▶ [Supplied data]
*****

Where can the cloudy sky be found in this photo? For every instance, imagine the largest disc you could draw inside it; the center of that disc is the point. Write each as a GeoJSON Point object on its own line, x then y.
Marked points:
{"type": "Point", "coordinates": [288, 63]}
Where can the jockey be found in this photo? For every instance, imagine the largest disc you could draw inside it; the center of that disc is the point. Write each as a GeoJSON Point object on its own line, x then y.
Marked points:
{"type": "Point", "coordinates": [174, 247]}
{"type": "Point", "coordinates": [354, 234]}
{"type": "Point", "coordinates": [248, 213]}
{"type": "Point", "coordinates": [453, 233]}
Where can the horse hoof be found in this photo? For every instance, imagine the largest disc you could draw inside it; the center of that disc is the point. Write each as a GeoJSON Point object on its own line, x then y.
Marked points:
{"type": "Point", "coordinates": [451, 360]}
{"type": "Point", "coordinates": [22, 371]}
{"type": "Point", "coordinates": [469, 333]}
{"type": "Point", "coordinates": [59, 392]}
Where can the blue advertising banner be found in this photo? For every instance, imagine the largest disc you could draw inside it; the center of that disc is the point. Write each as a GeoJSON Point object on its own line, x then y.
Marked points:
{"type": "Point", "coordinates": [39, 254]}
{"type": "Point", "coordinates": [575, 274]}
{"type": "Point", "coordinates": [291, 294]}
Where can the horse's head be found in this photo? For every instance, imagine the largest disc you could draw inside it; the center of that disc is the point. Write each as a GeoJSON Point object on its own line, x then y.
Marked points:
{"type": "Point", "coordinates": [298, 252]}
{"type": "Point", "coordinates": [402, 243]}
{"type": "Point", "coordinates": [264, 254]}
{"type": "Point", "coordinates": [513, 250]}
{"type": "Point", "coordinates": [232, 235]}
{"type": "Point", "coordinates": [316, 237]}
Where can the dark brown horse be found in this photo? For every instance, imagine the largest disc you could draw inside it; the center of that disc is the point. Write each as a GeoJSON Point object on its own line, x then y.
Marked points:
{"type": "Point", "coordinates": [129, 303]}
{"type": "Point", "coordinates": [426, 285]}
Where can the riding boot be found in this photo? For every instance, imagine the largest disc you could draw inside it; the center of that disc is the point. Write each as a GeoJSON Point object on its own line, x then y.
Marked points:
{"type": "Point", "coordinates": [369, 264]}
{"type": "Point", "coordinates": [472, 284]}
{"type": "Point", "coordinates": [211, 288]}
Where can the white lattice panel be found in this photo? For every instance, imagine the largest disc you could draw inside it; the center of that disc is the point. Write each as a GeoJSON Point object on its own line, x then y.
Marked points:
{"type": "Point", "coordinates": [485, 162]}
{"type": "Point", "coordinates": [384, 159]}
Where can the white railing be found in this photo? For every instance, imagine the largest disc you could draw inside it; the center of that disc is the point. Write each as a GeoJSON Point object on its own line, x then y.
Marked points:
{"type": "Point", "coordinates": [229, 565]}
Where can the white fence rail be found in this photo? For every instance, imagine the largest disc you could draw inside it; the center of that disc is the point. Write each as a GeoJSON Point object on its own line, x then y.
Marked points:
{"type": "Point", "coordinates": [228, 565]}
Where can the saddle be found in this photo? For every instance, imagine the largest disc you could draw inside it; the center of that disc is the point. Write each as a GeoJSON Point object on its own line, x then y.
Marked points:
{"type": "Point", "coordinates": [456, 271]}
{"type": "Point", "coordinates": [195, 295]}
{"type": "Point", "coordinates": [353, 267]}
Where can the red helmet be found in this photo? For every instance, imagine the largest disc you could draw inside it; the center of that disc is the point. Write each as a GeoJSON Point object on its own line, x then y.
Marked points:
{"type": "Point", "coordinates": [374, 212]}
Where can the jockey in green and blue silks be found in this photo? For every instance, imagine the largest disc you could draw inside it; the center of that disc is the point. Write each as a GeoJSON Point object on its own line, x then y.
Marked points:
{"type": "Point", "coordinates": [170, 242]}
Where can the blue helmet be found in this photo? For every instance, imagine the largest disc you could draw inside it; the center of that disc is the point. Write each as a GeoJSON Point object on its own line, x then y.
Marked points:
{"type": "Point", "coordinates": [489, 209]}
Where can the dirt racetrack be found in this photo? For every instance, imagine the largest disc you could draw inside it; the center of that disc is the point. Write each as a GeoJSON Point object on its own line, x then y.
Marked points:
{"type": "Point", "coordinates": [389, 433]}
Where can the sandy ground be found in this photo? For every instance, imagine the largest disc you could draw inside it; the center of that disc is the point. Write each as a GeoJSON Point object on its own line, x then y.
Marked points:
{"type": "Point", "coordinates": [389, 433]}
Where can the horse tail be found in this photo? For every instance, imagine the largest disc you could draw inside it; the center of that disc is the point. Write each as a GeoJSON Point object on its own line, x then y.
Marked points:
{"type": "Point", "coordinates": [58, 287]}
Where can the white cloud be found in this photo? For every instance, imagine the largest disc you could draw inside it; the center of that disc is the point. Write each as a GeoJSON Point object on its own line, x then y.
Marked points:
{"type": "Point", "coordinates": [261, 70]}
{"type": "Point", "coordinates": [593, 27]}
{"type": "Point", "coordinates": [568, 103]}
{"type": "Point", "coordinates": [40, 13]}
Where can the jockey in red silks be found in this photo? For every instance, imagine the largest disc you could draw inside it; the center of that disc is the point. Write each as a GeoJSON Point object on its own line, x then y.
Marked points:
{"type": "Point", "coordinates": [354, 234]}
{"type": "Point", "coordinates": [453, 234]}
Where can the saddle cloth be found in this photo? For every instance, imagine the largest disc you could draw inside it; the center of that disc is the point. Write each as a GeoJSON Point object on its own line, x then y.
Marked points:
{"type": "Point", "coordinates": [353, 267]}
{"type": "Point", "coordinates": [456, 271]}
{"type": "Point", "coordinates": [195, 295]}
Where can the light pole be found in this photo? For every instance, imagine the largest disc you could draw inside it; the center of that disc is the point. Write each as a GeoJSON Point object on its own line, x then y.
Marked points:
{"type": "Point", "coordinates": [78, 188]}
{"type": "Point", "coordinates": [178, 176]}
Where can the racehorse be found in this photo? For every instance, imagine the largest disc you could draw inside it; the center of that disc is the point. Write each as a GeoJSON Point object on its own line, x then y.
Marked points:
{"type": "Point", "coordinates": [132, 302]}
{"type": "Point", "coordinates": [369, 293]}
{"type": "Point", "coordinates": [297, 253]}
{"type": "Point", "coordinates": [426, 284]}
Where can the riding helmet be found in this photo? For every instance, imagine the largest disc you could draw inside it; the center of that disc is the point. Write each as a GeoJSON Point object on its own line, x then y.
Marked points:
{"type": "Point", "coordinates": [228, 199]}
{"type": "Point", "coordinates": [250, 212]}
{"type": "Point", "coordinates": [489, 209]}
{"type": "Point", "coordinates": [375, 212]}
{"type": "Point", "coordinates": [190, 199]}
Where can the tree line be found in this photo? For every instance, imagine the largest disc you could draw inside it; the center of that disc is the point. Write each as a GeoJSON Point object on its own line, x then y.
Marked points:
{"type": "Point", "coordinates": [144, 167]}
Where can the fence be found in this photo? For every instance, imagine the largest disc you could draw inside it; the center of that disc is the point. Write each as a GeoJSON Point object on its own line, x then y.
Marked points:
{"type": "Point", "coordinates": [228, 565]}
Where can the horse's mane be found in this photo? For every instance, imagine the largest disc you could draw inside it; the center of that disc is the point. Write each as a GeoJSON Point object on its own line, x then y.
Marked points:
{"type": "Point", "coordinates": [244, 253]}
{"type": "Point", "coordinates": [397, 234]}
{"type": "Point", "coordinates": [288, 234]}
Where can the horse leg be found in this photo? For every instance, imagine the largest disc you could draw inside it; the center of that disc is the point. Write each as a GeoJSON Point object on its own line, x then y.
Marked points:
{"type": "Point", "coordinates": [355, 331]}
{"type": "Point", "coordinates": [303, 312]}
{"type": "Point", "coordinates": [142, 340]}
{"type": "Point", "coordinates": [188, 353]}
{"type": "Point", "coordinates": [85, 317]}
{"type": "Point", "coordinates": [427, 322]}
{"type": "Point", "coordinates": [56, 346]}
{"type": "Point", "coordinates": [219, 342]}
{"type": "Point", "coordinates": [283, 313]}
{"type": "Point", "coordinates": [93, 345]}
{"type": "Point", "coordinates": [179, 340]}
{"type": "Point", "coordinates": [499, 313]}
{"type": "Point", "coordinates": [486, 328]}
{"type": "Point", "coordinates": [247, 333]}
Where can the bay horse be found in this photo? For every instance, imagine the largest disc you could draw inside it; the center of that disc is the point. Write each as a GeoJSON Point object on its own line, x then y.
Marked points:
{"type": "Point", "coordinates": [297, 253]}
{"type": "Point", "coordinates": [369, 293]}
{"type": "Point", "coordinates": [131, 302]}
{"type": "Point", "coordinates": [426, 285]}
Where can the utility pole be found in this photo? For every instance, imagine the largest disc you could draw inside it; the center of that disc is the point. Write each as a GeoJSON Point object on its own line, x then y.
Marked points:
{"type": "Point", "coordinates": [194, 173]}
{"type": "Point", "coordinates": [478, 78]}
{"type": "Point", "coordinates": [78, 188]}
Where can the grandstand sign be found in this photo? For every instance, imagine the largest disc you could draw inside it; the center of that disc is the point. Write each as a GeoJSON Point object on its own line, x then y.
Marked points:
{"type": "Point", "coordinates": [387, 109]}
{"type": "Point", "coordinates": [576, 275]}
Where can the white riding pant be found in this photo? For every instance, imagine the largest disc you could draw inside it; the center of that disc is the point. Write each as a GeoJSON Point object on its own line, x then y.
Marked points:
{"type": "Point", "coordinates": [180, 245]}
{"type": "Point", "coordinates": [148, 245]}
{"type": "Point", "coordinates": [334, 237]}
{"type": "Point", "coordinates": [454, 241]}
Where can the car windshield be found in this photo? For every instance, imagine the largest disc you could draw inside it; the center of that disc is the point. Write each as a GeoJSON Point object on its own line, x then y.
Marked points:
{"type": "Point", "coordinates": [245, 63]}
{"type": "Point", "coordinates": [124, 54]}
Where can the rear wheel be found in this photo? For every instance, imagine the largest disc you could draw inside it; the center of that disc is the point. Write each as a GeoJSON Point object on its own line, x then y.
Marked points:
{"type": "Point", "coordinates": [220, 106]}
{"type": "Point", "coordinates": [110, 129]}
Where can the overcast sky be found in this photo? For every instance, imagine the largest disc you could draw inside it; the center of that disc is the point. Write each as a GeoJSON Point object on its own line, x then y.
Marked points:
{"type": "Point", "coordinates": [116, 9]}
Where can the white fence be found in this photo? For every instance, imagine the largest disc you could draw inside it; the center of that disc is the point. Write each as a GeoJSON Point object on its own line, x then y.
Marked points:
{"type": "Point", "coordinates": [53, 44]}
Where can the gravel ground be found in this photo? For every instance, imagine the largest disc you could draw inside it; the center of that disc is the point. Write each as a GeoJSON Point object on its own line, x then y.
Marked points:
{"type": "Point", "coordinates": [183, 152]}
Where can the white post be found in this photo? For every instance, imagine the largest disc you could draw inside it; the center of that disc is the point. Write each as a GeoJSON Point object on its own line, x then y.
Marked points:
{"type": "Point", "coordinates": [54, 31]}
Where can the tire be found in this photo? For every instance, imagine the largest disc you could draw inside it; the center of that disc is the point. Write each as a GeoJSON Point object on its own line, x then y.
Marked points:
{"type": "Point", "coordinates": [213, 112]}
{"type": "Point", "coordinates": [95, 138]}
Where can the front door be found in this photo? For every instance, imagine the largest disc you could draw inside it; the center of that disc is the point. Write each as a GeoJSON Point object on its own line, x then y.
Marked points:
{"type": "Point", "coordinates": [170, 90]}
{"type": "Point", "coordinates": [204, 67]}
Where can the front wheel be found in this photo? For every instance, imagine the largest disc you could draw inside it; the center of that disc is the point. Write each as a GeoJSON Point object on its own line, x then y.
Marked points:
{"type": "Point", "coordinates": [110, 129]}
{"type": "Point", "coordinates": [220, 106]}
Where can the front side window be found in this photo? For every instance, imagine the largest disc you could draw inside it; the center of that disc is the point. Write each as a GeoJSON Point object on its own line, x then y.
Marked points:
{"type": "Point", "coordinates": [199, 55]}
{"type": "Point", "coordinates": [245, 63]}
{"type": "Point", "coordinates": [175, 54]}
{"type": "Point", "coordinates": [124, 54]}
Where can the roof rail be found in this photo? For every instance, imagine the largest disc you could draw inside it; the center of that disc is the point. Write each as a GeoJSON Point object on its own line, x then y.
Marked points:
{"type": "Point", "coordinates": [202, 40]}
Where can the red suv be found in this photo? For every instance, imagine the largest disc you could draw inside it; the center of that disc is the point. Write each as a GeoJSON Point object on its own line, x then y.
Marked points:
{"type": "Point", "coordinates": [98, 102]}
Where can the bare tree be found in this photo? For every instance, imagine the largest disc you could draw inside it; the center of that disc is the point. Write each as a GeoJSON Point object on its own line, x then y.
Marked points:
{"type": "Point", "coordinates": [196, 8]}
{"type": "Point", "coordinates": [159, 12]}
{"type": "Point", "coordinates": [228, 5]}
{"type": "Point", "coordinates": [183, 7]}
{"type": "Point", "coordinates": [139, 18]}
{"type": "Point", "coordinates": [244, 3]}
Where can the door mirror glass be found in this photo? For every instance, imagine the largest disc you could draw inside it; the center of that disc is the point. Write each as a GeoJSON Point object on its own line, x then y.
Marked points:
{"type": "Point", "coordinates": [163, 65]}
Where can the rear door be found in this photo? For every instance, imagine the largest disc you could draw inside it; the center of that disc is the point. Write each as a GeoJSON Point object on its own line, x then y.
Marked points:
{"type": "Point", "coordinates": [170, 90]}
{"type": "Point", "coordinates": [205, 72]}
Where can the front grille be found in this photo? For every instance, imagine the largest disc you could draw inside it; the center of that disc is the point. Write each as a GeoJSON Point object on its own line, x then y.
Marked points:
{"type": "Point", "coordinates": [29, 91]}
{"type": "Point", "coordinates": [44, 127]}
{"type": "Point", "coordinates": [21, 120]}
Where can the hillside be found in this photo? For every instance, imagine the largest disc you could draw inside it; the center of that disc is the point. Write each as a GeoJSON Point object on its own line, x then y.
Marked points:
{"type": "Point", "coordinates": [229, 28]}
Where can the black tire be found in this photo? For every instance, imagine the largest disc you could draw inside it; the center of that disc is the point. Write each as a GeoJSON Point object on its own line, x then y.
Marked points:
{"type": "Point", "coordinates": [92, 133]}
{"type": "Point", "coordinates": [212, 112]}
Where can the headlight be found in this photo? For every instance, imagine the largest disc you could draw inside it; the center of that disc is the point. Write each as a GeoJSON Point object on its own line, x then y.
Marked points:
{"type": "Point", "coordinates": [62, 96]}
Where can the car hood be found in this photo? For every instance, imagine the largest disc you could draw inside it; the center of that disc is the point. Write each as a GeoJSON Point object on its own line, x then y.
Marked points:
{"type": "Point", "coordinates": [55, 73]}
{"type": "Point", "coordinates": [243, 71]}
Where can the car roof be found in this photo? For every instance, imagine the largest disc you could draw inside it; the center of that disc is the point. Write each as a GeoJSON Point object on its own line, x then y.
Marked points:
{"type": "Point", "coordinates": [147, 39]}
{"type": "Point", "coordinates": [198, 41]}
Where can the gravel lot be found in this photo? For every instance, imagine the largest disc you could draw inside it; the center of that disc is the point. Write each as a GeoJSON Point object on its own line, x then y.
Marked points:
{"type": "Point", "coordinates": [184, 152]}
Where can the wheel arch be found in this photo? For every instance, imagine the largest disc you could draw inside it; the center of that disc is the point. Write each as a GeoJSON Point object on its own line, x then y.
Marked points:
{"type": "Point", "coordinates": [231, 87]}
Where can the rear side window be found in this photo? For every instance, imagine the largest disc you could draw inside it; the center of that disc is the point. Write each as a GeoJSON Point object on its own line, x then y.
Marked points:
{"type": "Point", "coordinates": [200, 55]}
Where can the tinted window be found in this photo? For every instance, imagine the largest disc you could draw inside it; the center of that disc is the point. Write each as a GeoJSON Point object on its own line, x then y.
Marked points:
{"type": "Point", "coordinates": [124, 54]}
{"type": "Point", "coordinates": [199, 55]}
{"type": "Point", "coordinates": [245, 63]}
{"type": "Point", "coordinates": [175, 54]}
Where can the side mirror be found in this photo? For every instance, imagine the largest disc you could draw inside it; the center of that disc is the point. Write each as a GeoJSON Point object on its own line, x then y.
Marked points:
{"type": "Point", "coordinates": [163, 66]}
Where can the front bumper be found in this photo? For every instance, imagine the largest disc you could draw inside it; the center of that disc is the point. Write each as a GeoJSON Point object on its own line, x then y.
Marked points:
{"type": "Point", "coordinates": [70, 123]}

*****

▶ [Given request] Go back to the data above and please quote exactly, and only, the lines from the line with "Where can the tinted" through its last line.

▶ [Worked answer]
Where can the tinted window be found in this photo? For every instance, imagine the largest disc you could draw inside it; the center of that disc is the point. Write each as a GeoJSON Point object on its own line, x then y.
Marked points:
{"type": "Point", "coordinates": [124, 54]}
{"type": "Point", "coordinates": [199, 55]}
{"type": "Point", "coordinates": [245, 63]}
{"type": "Point", "coordinates": [175, 54]}
Where can the side mirror be found in this photo? For every instance, imagine the largest disc you could draw inside it; the center of that disc is the point. Write each as a GeoJSON Point object on its own line, x then y.
Marked points:
{"type": "Point", "coordinates": [163, 66]}
Where can the front bumper be found in this photo? For every instance, imagine the largest disc you could draw inside it; the center of that disc is the point. Write each as a GeoJSON Point object on its own line, x then y.
Marked points:
{"type": "Point", "coordinates": [70, 123]}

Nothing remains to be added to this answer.